Politik/Ausland

Schengen-Rauswurf: Griechen über Mikl-Drohung empört

Die ÖVP setzt beharrlich ihren verschärften Kurs in der Asylpolitik fort. Nachdem die Schwarzen diese Woche in der Regierung durchgesetzt haben, dass Österreich nur noch begrenzt Flüchtlinge aufnehmen wird (2015: 37.500), drängt Innenministerin Johanna Mikl-Leitner nun auf Europa-Ebene auf eine effizientere Sicherung der EU- bzw. Schengen-Außengrenzen. Die ÖVP-Ressortchefin droht Griechenland gar mit einem Rauswurf aus der Schengen-Zone.

EU-Innenminister beraten

Das Thema Grenzsicherung steht am Montag auf der Agenda beim Treffen der EU-Innenminister in Amsterdam. Länder wie Deutschland und Österreich können derzeit aufgrund einer Ausnahmeregel Grenzkontrollen durchführen. Im Mai läuft die Befristung dafür aus. Nun wird diskutiert, wie es weitergeht - möglich ist etwa eine Verlängerung bis Ende 2017.

"Es darf keine Denkverbote geben"

Mikl-Leitner erklärte ihren harten Standpunkt Griechenland betreffend in der Welt am Sonntag so: „Wenn ein Schengen-Staat seinen Verpflichtungen dauerhaft nicht nachkommt und nur zögerlich Hilfe annehmen will, dann darf es keine Denkverbote geben. Wenn die Regierung in Athen nicht endlich mehr für die Sicherung der Außengrenzen unternimmt, dann muss man auch über den vorübergehenden Ausschluss Griechenlands aus dem Schengenraum offen diskutieren dürfen.“

Unterstützung aus Bayern

Die Ministerin steht mit dieser Position nicht alleine da. Auch der bayerische Innenminister Joachim Herrmann hat am Freitag erneut erklärt, man könnte zu einem solchen Schritt gezwungen sein, wenn Athen seine Grenzen nicht effektiv schütze. Mikl-Leitner rät den Griechen, die Marine dafür einzusetzen: „Es ist ein Mythos, dass die griechisch-türkische Grenze nicht kontrolliert werden kann.“

Rechtlich möglich?

Ist es rechtlich möglich, die Griechen aus dem Schengen-Raum auszuschließen?

Aufgabe.
Führen Sie sämtliche Zwischenüberschriften auf, die im Seitenauszug oben nach der Hauptüberschrift stehen.

Datenteil.

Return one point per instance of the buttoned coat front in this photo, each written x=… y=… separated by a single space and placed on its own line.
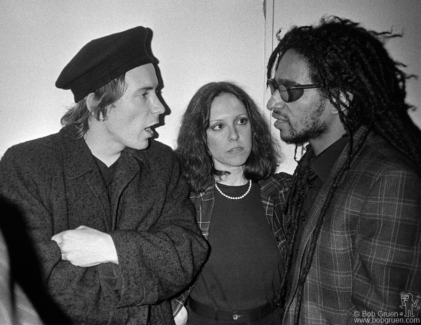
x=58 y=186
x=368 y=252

* * *

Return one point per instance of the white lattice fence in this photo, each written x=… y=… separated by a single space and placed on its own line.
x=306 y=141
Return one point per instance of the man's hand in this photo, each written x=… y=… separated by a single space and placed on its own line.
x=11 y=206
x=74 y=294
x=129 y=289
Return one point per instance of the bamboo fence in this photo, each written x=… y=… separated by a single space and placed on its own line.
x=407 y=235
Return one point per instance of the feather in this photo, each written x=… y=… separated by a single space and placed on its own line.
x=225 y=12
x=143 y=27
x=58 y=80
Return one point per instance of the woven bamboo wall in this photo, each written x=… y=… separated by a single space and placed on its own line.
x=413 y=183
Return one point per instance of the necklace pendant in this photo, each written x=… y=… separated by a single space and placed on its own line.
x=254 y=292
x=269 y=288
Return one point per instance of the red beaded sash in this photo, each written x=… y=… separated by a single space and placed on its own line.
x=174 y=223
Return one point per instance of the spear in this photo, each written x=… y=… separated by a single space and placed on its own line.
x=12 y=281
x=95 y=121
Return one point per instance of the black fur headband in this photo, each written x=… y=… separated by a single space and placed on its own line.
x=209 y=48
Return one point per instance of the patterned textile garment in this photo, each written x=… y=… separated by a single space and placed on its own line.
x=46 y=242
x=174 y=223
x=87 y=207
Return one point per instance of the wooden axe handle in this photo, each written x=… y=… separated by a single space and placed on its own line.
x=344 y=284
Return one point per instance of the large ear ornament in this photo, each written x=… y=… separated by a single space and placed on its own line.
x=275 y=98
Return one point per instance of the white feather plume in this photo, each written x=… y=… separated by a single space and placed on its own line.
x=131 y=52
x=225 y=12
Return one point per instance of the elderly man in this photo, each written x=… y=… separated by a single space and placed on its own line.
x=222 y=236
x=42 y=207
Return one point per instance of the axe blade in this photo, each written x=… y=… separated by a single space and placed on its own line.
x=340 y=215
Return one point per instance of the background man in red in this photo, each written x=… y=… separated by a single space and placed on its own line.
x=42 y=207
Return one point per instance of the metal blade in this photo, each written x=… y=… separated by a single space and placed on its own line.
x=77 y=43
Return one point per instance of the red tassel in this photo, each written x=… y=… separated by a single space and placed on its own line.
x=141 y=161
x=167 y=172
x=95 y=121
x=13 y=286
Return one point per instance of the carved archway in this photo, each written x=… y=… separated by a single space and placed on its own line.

Antwort.
- EU-Innenminister beraten
- "Es darf keine Denkverbote geben"
- Unterstützung aus Bayern
- Rechtlich möglich?